Proszę dopisać dalszy ciąg tekstu o zbrodni w Zamościu, zaczynając zaraz po jego ostatnim zdaniu.

─── Fragment tekstu

Do dramatycznych zdarzeń doszło 28 września ub. roku przy ul. Orzeszkowej w Zamościu. O niepokojących odgłosach dobiegających z mieszkania na drugim piętrze policję zawiadomili sąsiedzi.
Na miejscu ujawniono ciało 44-letniego Marka B. Mężczyzna miał rany rąbane głowy i ranę kłutą w okolicy serca. W skąpanej krwią kawalerce odnaleziono też ranną kobietę. To była 36-letnia partnerka denata. Anna W. – z głębokimi ranami rąbanymi okolic barku oraz szyi – została przewieziona do szpitala, ale mimo wysiłków lekarzy nie udało się jej uratować. Policjanci zabezpieczyli zakrwawioną maczetę oraz bagnet.
Podczas śledztwa ustalono, że Marek M. żył od 10 lat w zgodnym związku z Anną W. Para wychowywała wspólnie kilkuletniego syna. Ale na kilka tygodni przed tragedią 36-latka wyprowadziła się z zajmowanego wspólnie mieszkania, bo z kimś innym planowała swoją przyszłość. Marek B. próbował namówić ją do powrotu, a gdy to nie pomogło, postanowił na zawsze zakończyć ich związek.

──────
─── Sekcja danych

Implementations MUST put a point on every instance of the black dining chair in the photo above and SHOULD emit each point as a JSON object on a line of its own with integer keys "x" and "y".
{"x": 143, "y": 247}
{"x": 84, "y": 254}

──────

- _Odpowiedź do zadania_:
Mężczyzna przyszedł po południu do wynajmowanej przez Annę W. kawalerki, a następnie – przy użyciu taśmy klejącej oraz kajdanek – skrępował swoją partnerkę i zaatakował ją maczetą. Na koniec postanowił odebrać sobie życie, zadając tym samym narzędziem ciosy w głowę i bagnetem w okolice serca.
Więcej na ten temat w najnowszym numerze i e-wydaniu Kroniki Tygodnia.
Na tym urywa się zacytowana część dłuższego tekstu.